[The data]:
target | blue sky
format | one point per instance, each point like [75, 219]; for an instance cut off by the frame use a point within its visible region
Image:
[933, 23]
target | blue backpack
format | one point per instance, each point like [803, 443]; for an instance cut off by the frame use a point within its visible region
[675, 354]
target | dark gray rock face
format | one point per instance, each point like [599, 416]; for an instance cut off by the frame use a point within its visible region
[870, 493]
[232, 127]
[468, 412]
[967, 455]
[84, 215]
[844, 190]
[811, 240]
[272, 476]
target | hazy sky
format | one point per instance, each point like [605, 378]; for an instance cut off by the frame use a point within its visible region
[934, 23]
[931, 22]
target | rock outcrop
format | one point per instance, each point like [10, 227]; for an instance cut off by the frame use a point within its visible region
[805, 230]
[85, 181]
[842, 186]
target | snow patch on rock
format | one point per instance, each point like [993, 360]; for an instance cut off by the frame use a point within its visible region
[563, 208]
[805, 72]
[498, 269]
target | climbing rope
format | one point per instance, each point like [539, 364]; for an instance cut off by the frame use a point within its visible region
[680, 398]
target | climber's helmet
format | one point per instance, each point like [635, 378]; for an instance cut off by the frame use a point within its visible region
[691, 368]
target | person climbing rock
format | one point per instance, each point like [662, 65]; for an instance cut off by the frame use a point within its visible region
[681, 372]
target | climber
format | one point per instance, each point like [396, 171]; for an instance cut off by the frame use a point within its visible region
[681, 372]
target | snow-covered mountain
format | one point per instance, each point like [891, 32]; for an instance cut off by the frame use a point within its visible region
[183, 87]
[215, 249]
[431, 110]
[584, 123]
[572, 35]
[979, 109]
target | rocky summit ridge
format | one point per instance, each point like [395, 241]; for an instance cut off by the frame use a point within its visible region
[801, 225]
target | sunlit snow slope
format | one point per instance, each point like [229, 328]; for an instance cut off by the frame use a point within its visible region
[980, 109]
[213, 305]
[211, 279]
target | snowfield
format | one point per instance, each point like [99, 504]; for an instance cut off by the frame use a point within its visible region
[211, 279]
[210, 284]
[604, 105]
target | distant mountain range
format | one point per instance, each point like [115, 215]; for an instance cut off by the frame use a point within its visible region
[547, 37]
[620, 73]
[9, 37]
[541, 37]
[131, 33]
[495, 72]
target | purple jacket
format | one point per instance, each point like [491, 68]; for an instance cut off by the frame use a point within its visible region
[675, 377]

[Problem description]:
Reproduce all of the data above word for word, keeping every line in its original order.

[Output]:
target | blue sky
format | one point per instance, each point like [75, 219]; for an instance cut off by the frame use a point within its visible region
Image:
[933, 23]
target | blue backpack
format | one point per instance, each point like [803, 443]; for an instance cut off by the frame use a point within its visible region
[675, 354]
target | dark gray rock face
format | one point per instance, each point like [599, 416]; for an instance cut off by the frame use a point within its visible region
[870, 493]
[232, 127]
[468, 412]
[967, 455]
[84, 215]
[844, 190]
[811, 240]
[272, 476]
target | hazy sky
format | one point per instance, each point like [605, 378]; for an instance cut off by the frame use a point within its visible region
[934, 23]
[931, 22]
target | rock outcrop
format | one point per instance, each point like [10, 227]; for an instance cut off by the frame use a point within its visible region
[805, 230]
[85, 181]
[842, 186]
target | snow patch on rock
format | one point per instance, each point like [993, 360]; for an instance cut off by the frame use a point within its visible region
[563, 208]
[805, 72]
[498, 269]
target | climbing rope
format | one point per instance, each point like [539, 364]; for an instance cut off by the frame use a point within its visible region
[680, 398]
target | climber's helmet
format | one point per instance, each point like [635, 378]; for an instance cut off by the frame use a point within its visible region
[691, 368]
target | person climbing rock
format | one point per instance, each point like [662, 65]; for an instance cut off by the frame use a point within its visible region
[681, 372]
target | climber
format | one point per instance, each point like [396, 171]; for an instance cut off by the frame use a point within its visible region
[681, 372]
target | snow-covered mountain
format | one point per instance, each point like [891, 32]; for an instance cut off by the frame use a point within its visible region
[183, 87]
[215, 249]
[431, 110]
[584, 123]
[572, 35]
[979, 109]
target | rocky summit ridge
format | one point per instance, each point like [395, 241]; for an instance cut off by the frame use a point within its visible region
[801, 225]
target | sunlit snow slope
format | one point per instance, each point like [229, 328]; for an instance cut off by the frame use a point within its visible region
[980, 109]
[213, 305]
[211, 279]
target | snowfield
format | one point per instance, each point like [99, 504]; for an instance cut off by the frame use a point within its visible region
[211, 279]
[210, 284]
[604, 105]
target | distant mountain range
format | one point per instance, each point like [115, 215]; for an instance cut off by the frame use a point within its visible region
[547, 37]
[620, 73]
[9, 37]
[541, 37]
[131, 33]
[495, 72]
target | purple jacket
format | one point per instance, each point like [491, 68]; for an instance cut off by the frame use a point within its visible region
[675, 377]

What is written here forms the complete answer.